Problem
Type the records out again in full, exactly.

Source data
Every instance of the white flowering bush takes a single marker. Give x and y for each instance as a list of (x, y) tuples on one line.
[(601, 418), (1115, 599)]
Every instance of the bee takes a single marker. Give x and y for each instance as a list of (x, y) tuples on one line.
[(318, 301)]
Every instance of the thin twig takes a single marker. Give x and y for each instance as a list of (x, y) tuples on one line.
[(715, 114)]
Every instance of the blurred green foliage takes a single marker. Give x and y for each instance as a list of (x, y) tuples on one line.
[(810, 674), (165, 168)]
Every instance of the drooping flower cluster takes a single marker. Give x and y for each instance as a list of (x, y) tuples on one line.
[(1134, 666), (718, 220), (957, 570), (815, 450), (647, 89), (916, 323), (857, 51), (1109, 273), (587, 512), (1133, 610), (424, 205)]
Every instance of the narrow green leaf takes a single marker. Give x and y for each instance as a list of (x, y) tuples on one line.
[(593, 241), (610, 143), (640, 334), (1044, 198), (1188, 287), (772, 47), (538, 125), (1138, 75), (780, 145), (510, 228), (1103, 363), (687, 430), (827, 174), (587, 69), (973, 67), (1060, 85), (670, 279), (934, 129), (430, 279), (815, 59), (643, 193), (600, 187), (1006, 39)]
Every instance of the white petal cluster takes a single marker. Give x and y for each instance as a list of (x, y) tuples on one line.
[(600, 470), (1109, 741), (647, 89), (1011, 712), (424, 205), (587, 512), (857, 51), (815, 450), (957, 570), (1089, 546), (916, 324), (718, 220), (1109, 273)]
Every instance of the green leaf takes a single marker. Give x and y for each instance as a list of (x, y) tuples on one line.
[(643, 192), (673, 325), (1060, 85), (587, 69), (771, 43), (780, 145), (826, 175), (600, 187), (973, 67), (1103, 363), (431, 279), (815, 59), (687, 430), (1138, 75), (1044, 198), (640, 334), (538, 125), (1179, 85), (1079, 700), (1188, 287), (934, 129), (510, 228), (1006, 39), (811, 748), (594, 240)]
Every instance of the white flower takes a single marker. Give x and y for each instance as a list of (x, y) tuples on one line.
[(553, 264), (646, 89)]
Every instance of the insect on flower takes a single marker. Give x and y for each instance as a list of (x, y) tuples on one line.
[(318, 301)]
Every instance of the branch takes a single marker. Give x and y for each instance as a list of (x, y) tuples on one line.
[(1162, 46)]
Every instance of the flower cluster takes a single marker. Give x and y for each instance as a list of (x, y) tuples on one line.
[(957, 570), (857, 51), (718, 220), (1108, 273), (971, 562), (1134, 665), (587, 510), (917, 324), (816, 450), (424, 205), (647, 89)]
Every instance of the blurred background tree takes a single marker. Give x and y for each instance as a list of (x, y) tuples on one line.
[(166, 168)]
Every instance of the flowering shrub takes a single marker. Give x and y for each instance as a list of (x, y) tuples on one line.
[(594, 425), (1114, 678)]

Task response
Every instance of the white flowering bush takes a single marker. Give x and y for each instance as a list of (x, y) tuples on one line.
[(601, 418), (1115, 599)]
Every instance of the bee takes a single marker. Give x and y for each instance as a list of (x, y) tuples on one line.
[(318, 301)]
Every instance of the thin twig takes a single marker. Give x and y for each instance as a list of (x, y) tuples on one line.
[(715, 114)]
Every instance of the blurred green foliage takes a single marker. Give x and y for each instance as a list of (x, y) tuples on one line.
[(810, 674), (165, 168)]
Every instance of the drooping flower cluster takes a single marker. Give x and y for each instance as a list of (x, y) tuples on one line.
[(1134, 666), (718, 220), (957, 570), (815, 450), (647, 89), (916, 323), (857, 51), (1109, 273), (587, 512), (1133, 610), (424, 205)]
Every instance of the narrow green leaf takes a single marker. Give x and y for each instance as a list of (x, y) tuples on one line.
[(593, 241), (610, 143), (640, 334), (1044, 198), (1188, 287), (772, 47), (538, 125), (1138, 75), (780, 145), (510, 228), (1103, 363), (687, 430), (827, 174), (587, 69), (973, 67), (1060, 85), (670, 279), (934, 129), (430, 279), (815, 59), (643, 193), (600, 187), (1006, 39)]
Every instance of the white petal cluster takes a single marker. Give x and y for each instance as a list of (x, y) tuples on one line.
[(600, 470), (1109, 741), (647, 89), (1011, 712), (424, 205), (587, 512), (857, 51), (815, 450), (957, 570), (1089, 546), (916, 324), (718, 220), (1109, 273)]
Every instance of the green leaf takes a single marker. Give x and y for each instance as a list of (x, y) tuples on one line.
[(643, 192), (673, 325), (1060, 85), (587, 69), (771, 43), (780, 145), (826, 175), (600, 187), (973, 67), (1103, 363), (431, 279), (815, 59), (687, 430), (1138, 75), (1044, 198), (640, 334), (538, 125), (1179, 85), (1079, 700), (1188, 287), (934, 129), (510, 228), (1006, 39), (811, 748), (594, 240)]
Every instance of the white flower takes a single marker. Give x and y for each instance as a list of (x, y) tuples on one line.
[(553, 264), (646, 89)]
Every instance of the insect on flower takes a single marker. Give x and y for each instance as a list of (x, y) tuples on one line.
[(318, 301)]
Every instance of the branch takes a single marker. Give x and y for each instance as a list of (x, y) tuples on one line.
[(1162, 46)]
Every instance of the flower cluster takes a single marker. Give x and y for each instance as a list of (x, y) tuples on one line.
[(957, 570), (857, 51), (718, 220), (1108, 273), (971, 562), (1134, 665), (587, 510), (917, 324), (816, 450), (424, 205), (647, 89)]
Every instance of the blurred background tree takes a single marker. Give x and y for each instance as a list of (x, y) tuples on one line.
[(166, 168)]
Every instance of the flowering shrub takes a single marker. Give x and y for each instance as a list of (x, y) tuples on one line.
[(594, 425), (1114, 678)]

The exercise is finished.